Madjid Adrar, le chanteur aux mots sensibles et à la voix vibrante, a quitté ce monde. C’était un mardi après-midi, le 1er août 2017. Aokas s’est figée. Le silence s’est fait lourd dans les ruelles du village, sur la plage, dans les cafés, là où il passait autrefois, silhouette discrète et regard blessé. Madja – comme l’appelaient affectueusement les jeunes d’Aokas – est parti, laissant derrière lui un vide immense. Huis ans déjà… et pourtant, sa voix résonne encore.

Par Hafit Zaouche

Les Aokassiens d’un certain âge se souviennent avec émotion de cet artiste prometteur, au talent brut et à l’âme généreuse. Il avait tout pour devenir une icône de la chanson kabyle : une voix envoûtante, un charisme naturel, et cette capacité rare à faire vibrer les cœurs. Il chantait l’amour, ce grand tabou dans notre société, avec pudeur et intensité. Il chantait la misère, la solitude, la douleur intérieure. Et il le faisait avec une sincérité désarmante.
Son unique album, mis sur le marché malgré mille obstacles, est aujourd’hui encore une référence pour ceux qui l’ont connu. Un seul album, et pourtant, un répertoire riche, profond, mûri dans la douleur et l’espoir. Mais Madja n’a pas résisté. Aux regards lourds, aux jugements faciles, au conservatisme étouffant. La société n’a pas su l’accompagner. Pire, elle l’a parfois brisé. Il en a souffert, profondément. Une dépression s’est installée, insidieuse, silencieuse. À chaque fois qu’on croisait Madja déambulant dans les rues d’Aokas, on percevait sa peine, une forme d’incompréhension douloureuse, comme un reproche muet adressé à la ville qui l’avait vu naître. Il faut poser la question : les artistes ont-ils vraiment leur place à Aokas ? Peut-on encore rêver ici ? Créer ? Exister autrement ?
Aujourd’hui, huit ans après sa mort, une poignée de jeunes d’Aokas refusent l’oubli. Épris de justice et de mémoire, ils ont entrepris de remettre en lumière l’œuvre de Madja. Il y a quelques mois encore, aucune trace de ses chansons n’existait sur Internet. Rien. Le néant numérique. Grâce à leur détermination, les chansons de Madjid Adrar sont désormais disponibles sur YouTube. Elles circulent sur les réseaux sociaux, elles émeuvent, elles font parler. C’est un début. Et peut-être, le début d’un nouvel hommage.

********************

**Objectif**
Modifie le passage du texte sur Madjid Adrar qui va de « Par Hafit Zaouche » à « une sincérité désarmante. » en remplaçant « chanson kabyle » par « musique kabyle ».

**Entrées extraites**
********************

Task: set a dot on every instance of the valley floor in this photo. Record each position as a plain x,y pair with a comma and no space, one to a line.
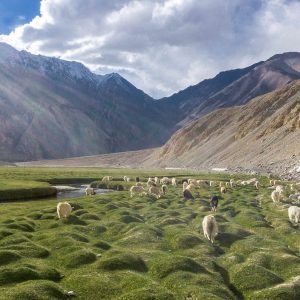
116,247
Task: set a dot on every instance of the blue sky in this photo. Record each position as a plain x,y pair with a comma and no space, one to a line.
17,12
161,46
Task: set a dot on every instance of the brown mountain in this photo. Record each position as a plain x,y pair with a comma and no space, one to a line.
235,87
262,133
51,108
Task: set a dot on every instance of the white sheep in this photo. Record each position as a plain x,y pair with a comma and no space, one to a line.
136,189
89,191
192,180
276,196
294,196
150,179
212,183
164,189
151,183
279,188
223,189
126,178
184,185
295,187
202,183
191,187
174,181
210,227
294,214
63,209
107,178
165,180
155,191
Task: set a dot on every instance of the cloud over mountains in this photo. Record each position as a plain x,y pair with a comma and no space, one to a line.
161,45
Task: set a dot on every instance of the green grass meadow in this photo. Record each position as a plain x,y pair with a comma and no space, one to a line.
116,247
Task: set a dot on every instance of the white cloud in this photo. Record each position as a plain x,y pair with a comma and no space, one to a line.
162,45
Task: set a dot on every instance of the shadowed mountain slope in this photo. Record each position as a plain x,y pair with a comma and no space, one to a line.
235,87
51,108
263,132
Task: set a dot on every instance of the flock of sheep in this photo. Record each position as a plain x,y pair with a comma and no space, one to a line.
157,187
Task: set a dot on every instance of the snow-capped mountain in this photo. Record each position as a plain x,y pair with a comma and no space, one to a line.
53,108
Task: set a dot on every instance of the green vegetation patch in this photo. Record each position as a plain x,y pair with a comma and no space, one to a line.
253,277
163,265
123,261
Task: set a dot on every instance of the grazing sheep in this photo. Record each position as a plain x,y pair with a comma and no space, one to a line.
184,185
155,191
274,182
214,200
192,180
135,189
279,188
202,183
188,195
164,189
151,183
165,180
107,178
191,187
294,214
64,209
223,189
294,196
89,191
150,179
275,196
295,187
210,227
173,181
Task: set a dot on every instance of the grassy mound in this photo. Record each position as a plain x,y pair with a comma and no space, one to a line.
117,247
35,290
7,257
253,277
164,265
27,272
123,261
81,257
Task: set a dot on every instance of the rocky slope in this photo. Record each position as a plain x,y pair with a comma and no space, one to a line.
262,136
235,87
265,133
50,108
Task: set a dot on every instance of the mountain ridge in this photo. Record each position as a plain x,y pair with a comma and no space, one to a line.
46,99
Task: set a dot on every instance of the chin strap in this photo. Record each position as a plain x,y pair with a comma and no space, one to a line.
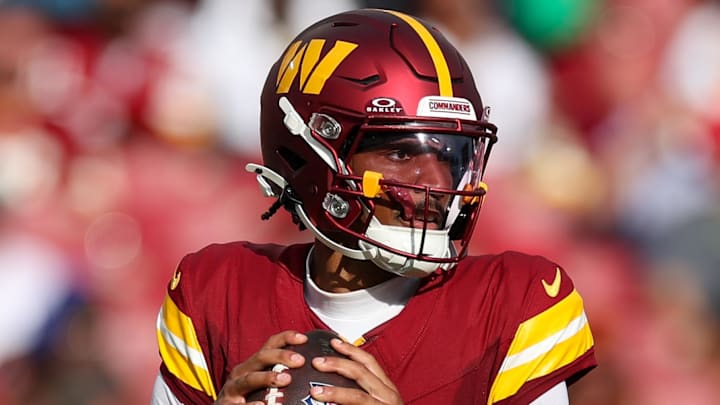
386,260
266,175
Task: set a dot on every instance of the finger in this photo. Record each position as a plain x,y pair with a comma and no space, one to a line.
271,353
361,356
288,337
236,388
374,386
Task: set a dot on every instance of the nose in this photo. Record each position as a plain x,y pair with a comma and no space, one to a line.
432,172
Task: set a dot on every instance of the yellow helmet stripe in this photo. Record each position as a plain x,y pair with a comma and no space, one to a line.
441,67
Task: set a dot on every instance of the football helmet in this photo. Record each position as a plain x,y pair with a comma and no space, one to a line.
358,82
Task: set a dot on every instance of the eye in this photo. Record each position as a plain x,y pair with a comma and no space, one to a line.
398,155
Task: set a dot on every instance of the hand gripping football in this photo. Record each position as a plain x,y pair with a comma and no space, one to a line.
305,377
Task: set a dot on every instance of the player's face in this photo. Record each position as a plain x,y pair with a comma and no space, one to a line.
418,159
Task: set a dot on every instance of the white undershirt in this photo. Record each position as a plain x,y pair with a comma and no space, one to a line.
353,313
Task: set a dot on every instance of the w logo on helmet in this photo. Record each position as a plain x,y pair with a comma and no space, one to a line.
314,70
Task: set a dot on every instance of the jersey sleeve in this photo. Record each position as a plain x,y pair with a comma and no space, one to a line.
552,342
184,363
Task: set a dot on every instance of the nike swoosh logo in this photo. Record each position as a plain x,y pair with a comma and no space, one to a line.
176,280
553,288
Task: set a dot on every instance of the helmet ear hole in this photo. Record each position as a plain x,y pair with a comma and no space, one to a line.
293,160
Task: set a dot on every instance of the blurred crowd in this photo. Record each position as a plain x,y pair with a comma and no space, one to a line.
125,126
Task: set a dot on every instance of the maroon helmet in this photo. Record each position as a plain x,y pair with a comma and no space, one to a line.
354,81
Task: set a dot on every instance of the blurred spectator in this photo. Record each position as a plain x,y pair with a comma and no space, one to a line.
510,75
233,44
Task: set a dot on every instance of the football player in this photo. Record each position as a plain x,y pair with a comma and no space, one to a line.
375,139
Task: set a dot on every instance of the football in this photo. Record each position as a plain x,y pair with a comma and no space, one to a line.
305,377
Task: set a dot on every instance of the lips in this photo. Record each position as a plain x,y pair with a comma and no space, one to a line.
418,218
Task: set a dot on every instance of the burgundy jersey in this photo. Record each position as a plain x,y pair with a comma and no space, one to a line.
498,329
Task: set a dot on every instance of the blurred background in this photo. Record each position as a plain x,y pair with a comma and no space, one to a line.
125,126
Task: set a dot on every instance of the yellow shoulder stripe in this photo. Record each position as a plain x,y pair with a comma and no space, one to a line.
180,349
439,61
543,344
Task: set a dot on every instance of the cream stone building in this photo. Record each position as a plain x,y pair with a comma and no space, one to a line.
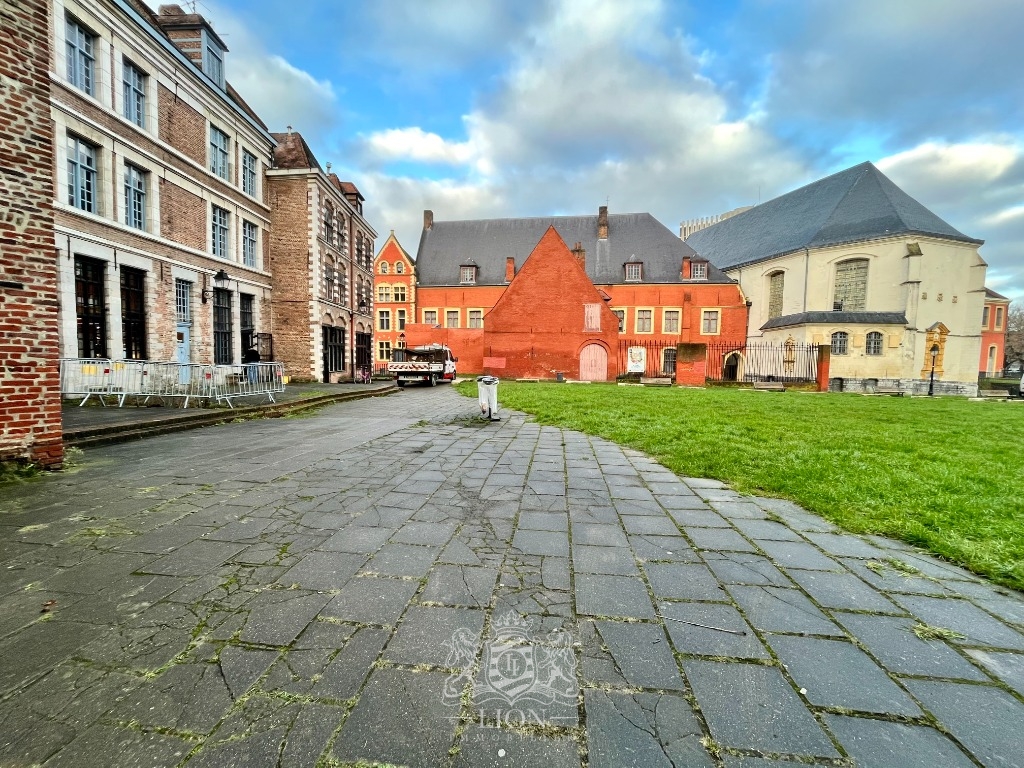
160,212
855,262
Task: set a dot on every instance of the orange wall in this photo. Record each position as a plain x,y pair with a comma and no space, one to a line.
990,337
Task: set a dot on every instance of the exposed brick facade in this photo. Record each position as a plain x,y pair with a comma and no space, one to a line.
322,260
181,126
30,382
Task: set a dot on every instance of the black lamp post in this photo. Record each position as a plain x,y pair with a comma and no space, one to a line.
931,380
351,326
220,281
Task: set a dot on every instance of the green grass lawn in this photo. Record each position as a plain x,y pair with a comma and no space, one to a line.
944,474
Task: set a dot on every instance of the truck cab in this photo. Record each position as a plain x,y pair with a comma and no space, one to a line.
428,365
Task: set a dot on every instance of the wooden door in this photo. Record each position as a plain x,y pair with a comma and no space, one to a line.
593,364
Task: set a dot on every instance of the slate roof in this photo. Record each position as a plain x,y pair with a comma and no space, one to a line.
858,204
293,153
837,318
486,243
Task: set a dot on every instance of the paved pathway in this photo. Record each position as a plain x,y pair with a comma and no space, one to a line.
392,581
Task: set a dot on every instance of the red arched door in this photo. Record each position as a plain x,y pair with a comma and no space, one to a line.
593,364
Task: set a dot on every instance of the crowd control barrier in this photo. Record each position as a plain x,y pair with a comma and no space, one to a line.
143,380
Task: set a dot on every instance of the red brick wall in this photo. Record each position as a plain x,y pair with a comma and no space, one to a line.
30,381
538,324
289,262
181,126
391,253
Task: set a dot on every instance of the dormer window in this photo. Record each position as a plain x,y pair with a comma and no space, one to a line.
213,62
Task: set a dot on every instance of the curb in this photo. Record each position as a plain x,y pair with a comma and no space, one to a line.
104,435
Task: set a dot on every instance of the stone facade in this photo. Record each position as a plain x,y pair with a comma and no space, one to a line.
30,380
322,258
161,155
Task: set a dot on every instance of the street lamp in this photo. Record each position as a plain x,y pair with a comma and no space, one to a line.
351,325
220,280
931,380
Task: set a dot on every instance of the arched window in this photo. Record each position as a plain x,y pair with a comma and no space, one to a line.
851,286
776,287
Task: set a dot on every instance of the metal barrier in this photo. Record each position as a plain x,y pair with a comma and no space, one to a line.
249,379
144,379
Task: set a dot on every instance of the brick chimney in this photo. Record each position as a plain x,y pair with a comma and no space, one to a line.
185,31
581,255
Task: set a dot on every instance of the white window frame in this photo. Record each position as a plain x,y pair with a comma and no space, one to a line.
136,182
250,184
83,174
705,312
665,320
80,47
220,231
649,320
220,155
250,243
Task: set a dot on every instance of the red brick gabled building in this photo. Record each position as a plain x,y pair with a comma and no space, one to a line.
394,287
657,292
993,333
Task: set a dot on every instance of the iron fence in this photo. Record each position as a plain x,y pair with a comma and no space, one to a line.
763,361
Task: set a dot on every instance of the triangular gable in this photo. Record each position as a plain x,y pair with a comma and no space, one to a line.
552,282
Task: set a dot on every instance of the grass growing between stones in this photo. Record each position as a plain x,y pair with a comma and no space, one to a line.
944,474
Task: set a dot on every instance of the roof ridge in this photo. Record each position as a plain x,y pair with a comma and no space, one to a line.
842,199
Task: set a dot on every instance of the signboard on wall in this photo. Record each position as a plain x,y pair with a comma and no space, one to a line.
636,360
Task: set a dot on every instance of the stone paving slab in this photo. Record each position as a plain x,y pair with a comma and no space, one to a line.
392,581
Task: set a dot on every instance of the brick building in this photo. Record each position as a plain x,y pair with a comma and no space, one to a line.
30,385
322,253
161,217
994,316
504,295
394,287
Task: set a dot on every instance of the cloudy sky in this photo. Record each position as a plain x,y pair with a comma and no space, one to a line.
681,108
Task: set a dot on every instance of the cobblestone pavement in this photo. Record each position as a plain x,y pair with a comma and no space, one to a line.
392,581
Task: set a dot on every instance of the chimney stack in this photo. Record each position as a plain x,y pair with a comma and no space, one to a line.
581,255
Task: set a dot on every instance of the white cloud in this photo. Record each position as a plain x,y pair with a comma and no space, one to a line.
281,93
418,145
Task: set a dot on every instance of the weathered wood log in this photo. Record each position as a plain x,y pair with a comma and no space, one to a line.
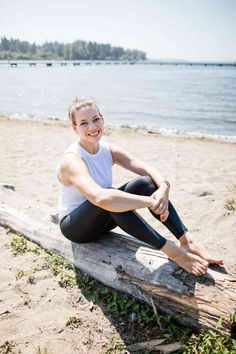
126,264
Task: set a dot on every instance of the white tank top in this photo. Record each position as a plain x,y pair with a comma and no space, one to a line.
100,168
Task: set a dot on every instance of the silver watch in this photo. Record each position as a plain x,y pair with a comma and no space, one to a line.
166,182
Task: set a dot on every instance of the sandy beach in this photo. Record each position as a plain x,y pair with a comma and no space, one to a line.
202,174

********************

**Réponse attendue**
Par Hafit Zaouche

Les Aokassiens d’un certain âge se souviennent avec émotion de cet artiste prometteur, au talent brut et à l’âme généreuse. Il avait tout pour devenir une icône de la musique kabyle : une voix envoûtante, un charisme naturel, et cette capacité rare à faire vibrer les cœurs. Il chantait l’amour, ce grand tabou dans notre société, avec pudeur et intensité. Il chantait la misère, la solitude, la douleur intérieure. Et il le faisait avec une sincérité désarmante.